[Dataset excerpts]
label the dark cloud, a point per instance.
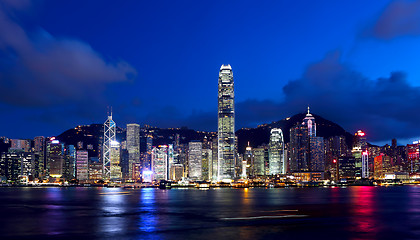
(385, 108)
(399, 18)
(38, 69)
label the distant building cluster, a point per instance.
(144, 154)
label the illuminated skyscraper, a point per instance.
(133, 146)
(309, 121)
(226, 124)
(115, 162)
(55, 159)
(109, 136)
(276, 152)
(195, 156)
(82, 165)
(260, 155)
(160, 162)
(299, 144)
(361, 154)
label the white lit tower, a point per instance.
(226, 124)
(109, 138)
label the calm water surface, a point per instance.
(290, 213)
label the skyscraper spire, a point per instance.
(109, 137)
(226, 124)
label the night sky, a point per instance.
(156, 62)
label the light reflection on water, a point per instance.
(114, 208)
(364, 211)
(148, 213)
(351, 213)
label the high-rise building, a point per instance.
(317, 153)
(39, 170)
(195, 155)
(109, 136)
(206, 164)
(249, 161)
(299, 143)
(413, 157)
(10, 166)
(82, 165)
(115, 162)
(55, 158)
(133, 146)
(22, 145)
(215, 160)
(226, 124)
(95, 169)
(359, 151)
(260, 154)
(276, 152)
(309, 121)
(160, 162)
(69, 162)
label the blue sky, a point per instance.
(156, 62)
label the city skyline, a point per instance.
(149, 62)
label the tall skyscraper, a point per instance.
(109, 137)
(276, 152)
(82, 165)
(115, 162)
(299, 144)
(361, 153)
(226, 124)
(55, 159)
(260, 160)
(133, 146)
(195, 156)
(160, 162)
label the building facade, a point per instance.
(226, 124)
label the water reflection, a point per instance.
(148, 219)
(414, 210)
(363, 212)
(113, 206)
(54, 218)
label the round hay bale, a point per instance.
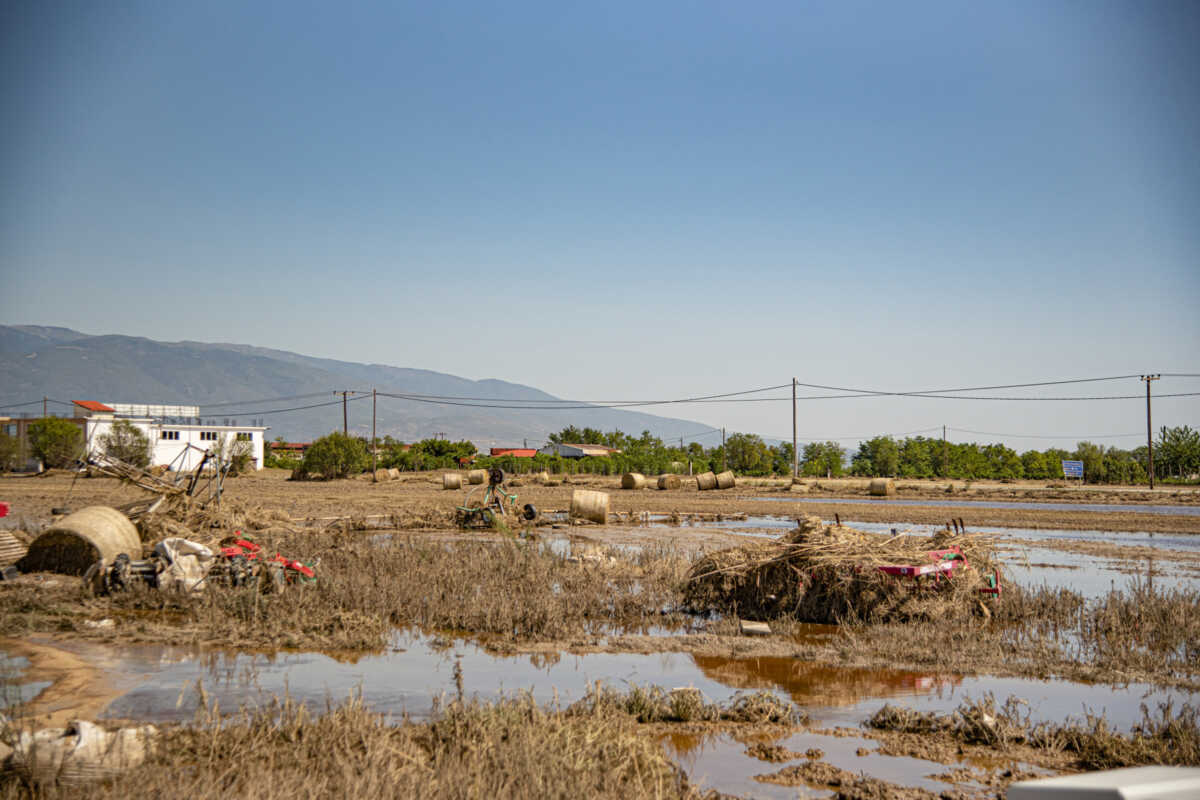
(77, 541)
(670, 481)
(882, 487)
(589, 505)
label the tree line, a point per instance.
(1176, 456)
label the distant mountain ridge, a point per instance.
(67, 365)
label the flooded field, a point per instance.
(413, 618)
(417, 669)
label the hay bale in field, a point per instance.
(77, 541)
(670, 481)
(828, 573)
(589, 505)
(12, 549)
(882, 487)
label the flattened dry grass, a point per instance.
(508, 749)
(498, 588)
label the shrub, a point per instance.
(10, 452)
(55, 441)
(125, 441)
(335, 456)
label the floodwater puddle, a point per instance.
(161, 684)
(1168, 510)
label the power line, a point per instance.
(1036, 435)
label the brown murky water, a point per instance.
(417, 668)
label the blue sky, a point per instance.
(627, 200)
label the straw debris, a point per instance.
(828, 573)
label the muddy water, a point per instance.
(1173, 511)
(415, 668)
(1092, 576)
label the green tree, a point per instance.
(10, 452)
(126, 441)
(747, 453)
(335, 456)
(55, 441)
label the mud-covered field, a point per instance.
(1101, 606)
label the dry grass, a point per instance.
(1170, 737)
(508, 749)
(827, 573)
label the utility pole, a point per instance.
(346, 419)
(1150, 438)
(796, 457)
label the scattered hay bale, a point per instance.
(633, 481)
(79, 753)
(77, 541)
(12, 549)
(827, 573)
(589, 505)
(882, 487)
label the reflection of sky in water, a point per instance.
(1033, 566)
(15, 689)
(411, 675)
(1174, 511)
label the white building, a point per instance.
(178, 437)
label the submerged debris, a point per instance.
(832, 573)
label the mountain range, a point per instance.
(231, 382)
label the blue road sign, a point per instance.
(1073, 469)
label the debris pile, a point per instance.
(832, 573)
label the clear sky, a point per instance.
(627, 199)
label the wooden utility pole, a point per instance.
(1150, 437)
(346, 419)
(796, 457)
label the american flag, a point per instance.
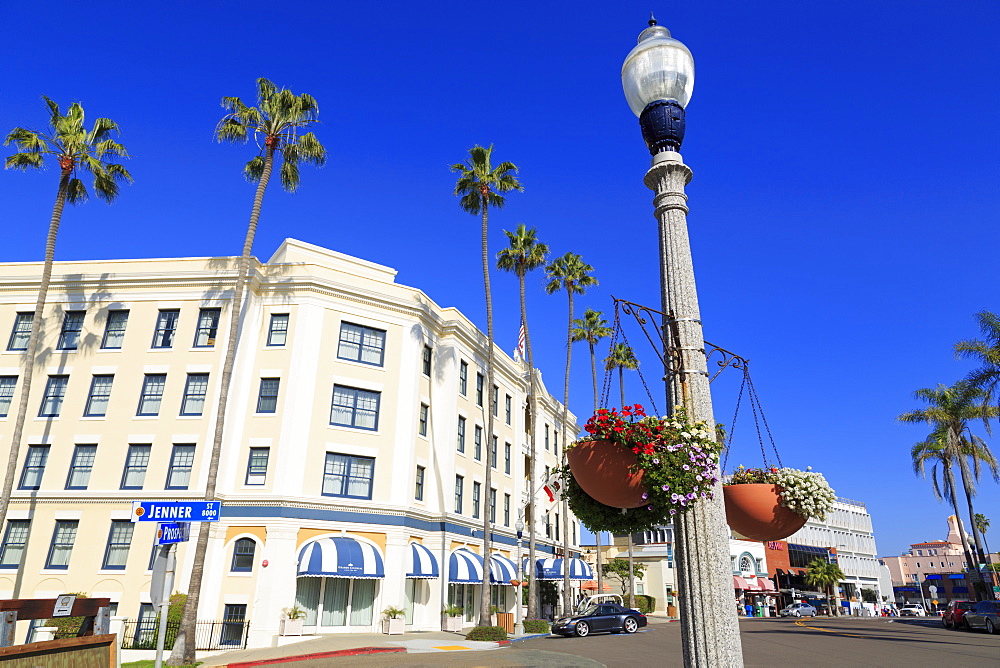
(519, 351)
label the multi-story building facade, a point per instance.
(352, 468)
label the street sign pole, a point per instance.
(166, 561)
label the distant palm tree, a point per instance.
(572, 274)
(525, 254)
(621, 357)
(480, 185)
(952, 444)
(986, 351)
(75, 148)
(826, 575)
(278, 120)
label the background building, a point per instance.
(354, 453)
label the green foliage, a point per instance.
(487, 633)
(536, 626)
(618, 568)
(645, 603)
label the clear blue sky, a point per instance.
(843, 210)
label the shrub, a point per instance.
(536, 626)
(488, 633)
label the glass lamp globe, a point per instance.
(658, 68)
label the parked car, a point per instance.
(798, 610)
(986, 616)
(598, 618)
(952, 617)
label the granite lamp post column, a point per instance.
(658, 78)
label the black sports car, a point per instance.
(601, 617)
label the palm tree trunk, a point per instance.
(183, 651)
(567, 604)
(533, 408)
(32, 351)
(484, 599)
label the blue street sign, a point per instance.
(173, 532)
(176, 511)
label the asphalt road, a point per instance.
(766, 642)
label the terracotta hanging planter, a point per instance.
(605, 471)
(755, 511)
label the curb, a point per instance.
(317, 655)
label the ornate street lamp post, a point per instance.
(658, 78)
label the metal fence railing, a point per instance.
(209, 635)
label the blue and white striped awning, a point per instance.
(422, 563)
(552, 569)
(340, 557)
(466, 567)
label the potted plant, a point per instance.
(291, 621)
(394, 622)
(771, 503)
(632, 460)
(452, 618)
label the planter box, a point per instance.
(394, 626)
(291, 627)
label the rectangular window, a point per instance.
(181, 463)
(81, 466)
(361, 344)
(355, 408)
(166, 327)
(208, 327)
(426, 361)
(69, 336)
(14, 542)
(100, 394)
(119, 540)
(277, 330)
(348, 476)
(267, 397)
(194, 394)
(21, 333)
(34, 467)
(152, 394)
(422, 425)
(136, 463)
(55, 391)
(114, 330)
(257, 466)
(7, 386)
(418, 492)
(61, 547)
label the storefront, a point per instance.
(337, 583)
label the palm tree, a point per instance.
(622, 357)
(526, 254)
(75, 148)
(986, 351)
(825, 574)
(572, 274)
(950, 444)
(278, 120)
(480, 186)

_ABOUT THIS TASK_
Without the pictures, please output every record exactly.

_ANSWER SPACE_
label the dark cloud, a point per instance.
(385, 108)
(399, 18)
(38, 69)
label the distant building cluster, a point per instance.
(144, 154)
label the illuminated skyscraper, a point per instance.
(133, 146)
(309, 121)
(226, 124)
(115, 162)
(55, 159)
(109, 136)
(276, 152)
(195, 156)
(82, 165)
(260, 155)
(160, 162)
(299, 144)
(361, 154)
label the white lit tower, a point per instance.
(226, 124)
(109, 138)
label the calm water surface, a point per instance.
(290, 213)
label the skyscraper spire, a point per instance.
(109, 137)
(226, 124)
label the night sky, a point per instance.
(156, 62)
label the light reflection on water, a point per instance.
(114, 208)
(364, 211)
(148, 213)
(351, 213)
label the high-rise building, a point per instance.
(317, 153)
(39, 170)
(195, 155)
(109, 136)
(206, 164)
(249, 161)
(299, 143)
(413, 157)
(10, 166)
(82, 165)
(115, 162)
(55, 158)
(133, 146)
(22, 145)
(215, 160)
(226, 124)
(95, 169)
(359, 151)
(260, 154)
(276, 152)
(309, 121)
(160, 162)
(69, 162)
label the blue sky, a point per instance.
(156, 62)
label the city skyline, a point per instance.
(149, 62)
label the tall skyscraper, a point per instance.
(109, 137)
(276, 152)
(82, 165)
(115, 162)
(299, 144)
(361, 153)
(226, 124)
(55, 159)
(260, 160)
(133, 146)
(195, 156)
(160, 162)
label the building facade, a point per instance.
(226, 124)
label the water reflection, a point per instance.
(148, 219)
(414, 210)
(363, 212)
(113, 206)
(54, 218)
label the round hay bale, a point per instance.
(77, 541)
(670, 481)
(882, 487)
(589, 505)
label the tree line, a point per instance.
(1176, 456)
label the distant mountain ridge, a point per instance.
(67, 365)
label the flooded field, a point per instance.
(413, 618)
(417, 669)
label the hay bale in field, a point per instance.
(77, 541)
(670, 481)
(828, 573)
(589, 505)
(12, 549)
(882, 487)
label the flattened dry grass, a point per instance.
(508, 749)
(498, 588)
label the shrub, a point per instance.
(10, 452)
(55, 441)
(125, 441)
(335, 456)
label the floodwater puddle, a point per instance.
(161, 684)
(1168, 510)
label the power line, a point per instance.
(1036, 435)
label the brown murky water, a point per instance.
(417, 668)
label the blue sky, a point per instance.
(627, 200)
label the straw debris, a point per instance.
(828, 573)
label the muddy water, a point per instance.
(1173, 511)
(415, 668)
(1092, 576)
label the green tree, a point per instance.
(10, 452)
(126, 441)
(747, 453)
(335, 456)
(55, 441)
label the mud-covered field, a point per instance.
(1101, 606)
label the dry grass, a point per instance.
(1170, 737)
(508, 749)
(827, 573)
label the utility pole, a point per instance.
(346, 419)
(1150, 438)
(796, 457)
label the scattered hay bale, a point per instance.
(633, 481)
(79, 753)
(77, 541)
(12, 549)
(827, 573)
(589, 505)
(882, 487)
label the reflection of sky in water, a point per instance.
(1033, 566)
(15, 689)
(411, 675)
(1174, 511)
label the white building, a point per instance.
(178, 437)
label the submerged debris, a point per instance.
(832, 573)
label the mountain range, a point per instance.
(231, 382)
label the blue road sign, a point per instance.
(1073, 469)
label the debris pile, a point per instance.
(832, 573)
label the clear sky, a point per instance.
(627, 199)
label the wooden utility pole, a point per instance.
(1150, 437)
(346, 419)
(796, 457)
label the american flag, a point per instance.
(519, 351)
label the multi-story building facade, a point per instance.
(352, 468)
label the street sign pole, a point per instance.
(166, 561)
label the distant palm tree, a point per instance.
(572, 274)
(525, 254)
(621, 357)
(480, 185)
(952, 444)
(986, 351)
(75, 148)
(826, 575)
(278, 120)
label the background building, a point per instance.
(354, 453)
label the green foliage, a point per instance.
(487, 633)
(536, 626)
(618, 568)
(645, 603)
label the clear blue sky, a point per instance.
(843, 210)
label the shrub, a point per instance.
(536, 626)
(488, 633)
label the glass lamp globe, a point per instance.
(658, 68)
label the parked car, a point per instance.
(798, 610)
(986, 616)
(598, 618)
(952, 617)
label the granite lamp post column, a point per instance.
(658, 78)
label the black sports car, a point per instance.
(601, 617)
label the palm tree trunk, a point per instance.
(183, 651)
(567, 604)
(533, 408)
(32, 351)
(484, 599)
label the blue street sign, a point per instance.
(173, 532)
(176, 511)
label the asphalt road, a point per instance.
(766, 642)
label the terracotta hanging planter, a point per instance.
(605, 471)
(755, 511)
label the curb, a point per instance.
(317, 655)
label the ornate street lamp post, a point per instance.
(658, 78)
label the metal fence railing, a point per instance.
(209, 635)
label the blue and white striped awning, a point per instance.
(422, 563)
(552, 569)
(340, 557)
(466, 567)
label the potted plant, a point per instance.
(291, 621)
(394, 622)
(771, 503)
(632, 460)
(452, 618)
label the planter box, a point per instance.
(394, 626)
(291, 627)
label the rectangular window, a point per instance.
(181, 463)
(81, 466)
(361, 344)
(355, 408)
(166, 327)
(208, 327)
(426, 361)
(69, 336)
(14, 542)
(100, 394)
(119, 540)
(277, 330)
(348, 476)
(267, 397)
(194, 394)
(21, 333)
(34, 467)
(152, 394)
(422, 425)
(136, 463)
(55, 391)
(114, 330)
(257, 466)
(7, 386)
(418, 492)
(61, 547)
label the storefront, a point per instance.
(337, 583)
label the palm tree, a point per instance.
(622, 357)
(526, 254)
(75, 148)
(986, 351)
(825, 574)
(572, 274)
(950, 444)
(278, 120)
(480, 186)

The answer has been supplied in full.